▶ **What is needed**
In the article below about Major League Soccer's Orlando tournament, on what date was the season suspended?

Selected extract below:

A projected loss of $1 billion in revenue because of COVID-19 was part of the impetus for MLS’ creation of the Orlando tournament that will restart the season at a to-be-announced date in July.
The Major League Soccer Players Association and the league reached agreements Wednesday to ratify the collective bargaining agreement and resume a season that was suspended after only two rounds March 12.
Speaking to reporters on a Zoom call Wednesday, MLS Commissioner Don Garber said he couldn’t yet share all of the details of the Orlando plan.
“With, the keyword here is the uncertainty as to when we could return, how many games we could have, what we could have deliver to our media partners and to our national and corporate partners, have forced us to come up with a plan that we can ensure at least allows us to get back in front of fans,” he said.
“Unlike other leagues whose fan bases are deeply mature and have been around for generations, our absence created a void in their lives and their love and care for our players and our clubs, but clearly our absence from the sports scene, it was crucial for us to get back.
“It was about ensuring how many games we can play, ensuring that we would at least have a tournament and deliver that to fans and to our partners and to capture some portion off revenue. In essence, plan for what Major League Soccer may look like in 2021 and beyond.”
He said that the final proposal is about half of the size of the original. Reports have all 26 teams playing three group-stage games, with 16 teams advancing to knockout-round games. Teams would spend a maximum of 35 days in Orlando.
At the expense of MLS, players will be tested for COVID-19 before they arrive in Orlando and during their stay.
Unless there are special circumstances, players cannot opt of competing in the tournament. MLS only recently permitted teams to participate in voluntary small-group training sessions of no more than six players on a field. Once large groups are allowed to train in their markets, Deputy Commissioner Mark Abbot said that teams can delay going to Orlando by a week. The protocols for large group training are supposed to be announced Thursday and will include testing.
“We gave done everything to ensure that this plan will address the health and safety of our players,” Garber said in accordance with the Centers for Disease Control and Prevention, White House advisers, as well as medical advisers for the league and the MLSPA.
The league has been working with its broadcast partners for the past 4-6 weeks to ensure the product is compelling. Garber said there will be more cameras used than at a typical Fox or Univision game. Those are three of the league’s partners. The other is ESPN/Disney, whose complex will be used for training and games. He said the league’s supporters will be impressed by the technology and access.
“Enormous expense and a big challenge for our players to be away from home for a maximum of 35 days is not an easy task,” he said.
The potential success or failure of the Orlando tournament also will provide the league a possible road map of what it will do to keep going once the tournament is complete.
Garber said that he doesn’t yet know when teams will be able to play in their home markets and that they won’t unless everyone’s safety is assured.
“I accept, for the most part, those games will be played without fans,” he said.

End of Selected extract.
Provided records below:

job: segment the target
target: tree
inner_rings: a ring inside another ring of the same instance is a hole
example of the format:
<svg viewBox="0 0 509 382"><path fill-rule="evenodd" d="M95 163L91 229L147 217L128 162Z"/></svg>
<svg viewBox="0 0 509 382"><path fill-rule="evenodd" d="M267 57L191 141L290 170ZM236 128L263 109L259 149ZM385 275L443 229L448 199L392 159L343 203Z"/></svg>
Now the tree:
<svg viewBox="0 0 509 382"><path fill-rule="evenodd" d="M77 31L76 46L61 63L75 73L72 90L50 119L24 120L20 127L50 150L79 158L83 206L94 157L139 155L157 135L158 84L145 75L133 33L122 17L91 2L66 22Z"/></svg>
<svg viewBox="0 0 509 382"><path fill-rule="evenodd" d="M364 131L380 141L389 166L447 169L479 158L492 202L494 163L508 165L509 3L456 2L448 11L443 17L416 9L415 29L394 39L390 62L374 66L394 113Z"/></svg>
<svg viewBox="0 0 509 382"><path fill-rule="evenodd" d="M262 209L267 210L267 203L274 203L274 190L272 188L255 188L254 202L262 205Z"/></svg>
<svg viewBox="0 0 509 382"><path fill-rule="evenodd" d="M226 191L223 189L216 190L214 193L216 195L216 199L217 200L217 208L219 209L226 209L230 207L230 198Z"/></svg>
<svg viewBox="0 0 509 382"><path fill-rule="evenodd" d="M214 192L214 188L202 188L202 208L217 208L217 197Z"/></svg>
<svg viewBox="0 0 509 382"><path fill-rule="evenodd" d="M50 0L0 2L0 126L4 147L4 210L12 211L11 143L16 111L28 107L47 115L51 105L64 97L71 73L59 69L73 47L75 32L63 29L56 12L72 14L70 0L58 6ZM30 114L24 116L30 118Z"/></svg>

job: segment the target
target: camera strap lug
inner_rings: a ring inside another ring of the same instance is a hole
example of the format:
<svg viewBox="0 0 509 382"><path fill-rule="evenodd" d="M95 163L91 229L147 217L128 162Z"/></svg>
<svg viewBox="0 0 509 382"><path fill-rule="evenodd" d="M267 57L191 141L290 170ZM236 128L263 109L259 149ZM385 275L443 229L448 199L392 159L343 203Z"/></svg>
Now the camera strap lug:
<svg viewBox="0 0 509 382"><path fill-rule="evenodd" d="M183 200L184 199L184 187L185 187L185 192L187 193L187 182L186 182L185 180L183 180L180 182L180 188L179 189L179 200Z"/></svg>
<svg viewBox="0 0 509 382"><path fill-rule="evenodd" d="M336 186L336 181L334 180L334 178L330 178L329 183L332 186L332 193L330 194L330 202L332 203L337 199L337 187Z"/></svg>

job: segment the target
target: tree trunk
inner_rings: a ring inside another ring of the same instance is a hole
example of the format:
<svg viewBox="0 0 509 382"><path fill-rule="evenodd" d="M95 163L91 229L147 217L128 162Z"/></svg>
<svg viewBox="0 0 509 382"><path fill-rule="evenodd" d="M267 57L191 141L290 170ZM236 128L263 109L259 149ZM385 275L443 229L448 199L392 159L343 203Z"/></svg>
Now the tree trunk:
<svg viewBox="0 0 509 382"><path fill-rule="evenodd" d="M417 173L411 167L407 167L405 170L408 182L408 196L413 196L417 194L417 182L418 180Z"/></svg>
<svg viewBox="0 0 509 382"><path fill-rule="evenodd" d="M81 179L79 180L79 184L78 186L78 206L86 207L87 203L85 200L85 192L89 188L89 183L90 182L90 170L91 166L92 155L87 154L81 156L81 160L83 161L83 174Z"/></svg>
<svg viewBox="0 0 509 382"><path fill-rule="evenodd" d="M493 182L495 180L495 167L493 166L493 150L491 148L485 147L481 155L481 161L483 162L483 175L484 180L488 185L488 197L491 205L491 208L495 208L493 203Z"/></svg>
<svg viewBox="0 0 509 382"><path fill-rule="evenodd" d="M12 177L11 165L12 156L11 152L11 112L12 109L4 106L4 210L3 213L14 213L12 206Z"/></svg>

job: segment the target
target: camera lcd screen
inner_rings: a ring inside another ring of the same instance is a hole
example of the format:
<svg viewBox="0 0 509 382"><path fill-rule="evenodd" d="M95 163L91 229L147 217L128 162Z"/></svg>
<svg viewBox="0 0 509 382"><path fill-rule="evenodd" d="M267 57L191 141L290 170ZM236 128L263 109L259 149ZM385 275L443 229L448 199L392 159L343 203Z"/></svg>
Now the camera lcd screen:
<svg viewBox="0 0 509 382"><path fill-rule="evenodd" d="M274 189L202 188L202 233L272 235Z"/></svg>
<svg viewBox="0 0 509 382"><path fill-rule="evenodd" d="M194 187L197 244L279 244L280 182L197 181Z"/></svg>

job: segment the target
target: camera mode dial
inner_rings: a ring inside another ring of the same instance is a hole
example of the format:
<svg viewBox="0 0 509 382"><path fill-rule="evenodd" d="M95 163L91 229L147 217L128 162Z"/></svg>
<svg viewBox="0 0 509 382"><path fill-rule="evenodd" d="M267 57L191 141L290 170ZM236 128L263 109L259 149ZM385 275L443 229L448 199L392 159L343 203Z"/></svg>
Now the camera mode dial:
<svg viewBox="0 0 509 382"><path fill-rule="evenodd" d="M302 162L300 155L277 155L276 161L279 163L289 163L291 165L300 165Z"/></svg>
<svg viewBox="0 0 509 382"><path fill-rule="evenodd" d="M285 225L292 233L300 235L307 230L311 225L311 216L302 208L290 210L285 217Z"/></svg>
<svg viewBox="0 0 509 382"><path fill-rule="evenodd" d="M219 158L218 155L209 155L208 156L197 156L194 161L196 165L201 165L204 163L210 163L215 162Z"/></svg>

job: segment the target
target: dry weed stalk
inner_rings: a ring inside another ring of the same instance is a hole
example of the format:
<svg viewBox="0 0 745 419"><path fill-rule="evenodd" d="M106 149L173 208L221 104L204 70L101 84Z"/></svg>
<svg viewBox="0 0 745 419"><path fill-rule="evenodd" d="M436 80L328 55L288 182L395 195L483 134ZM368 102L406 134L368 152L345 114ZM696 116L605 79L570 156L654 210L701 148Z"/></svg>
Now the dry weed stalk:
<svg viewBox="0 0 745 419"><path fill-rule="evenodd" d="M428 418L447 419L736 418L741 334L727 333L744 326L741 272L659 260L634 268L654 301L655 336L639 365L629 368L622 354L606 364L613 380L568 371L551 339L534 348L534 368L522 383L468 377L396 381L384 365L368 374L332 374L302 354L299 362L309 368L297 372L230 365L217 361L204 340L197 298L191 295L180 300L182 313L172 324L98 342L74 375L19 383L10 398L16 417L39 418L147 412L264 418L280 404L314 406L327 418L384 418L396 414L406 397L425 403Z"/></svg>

End of Provided records.

▶ **Your solution**
March 12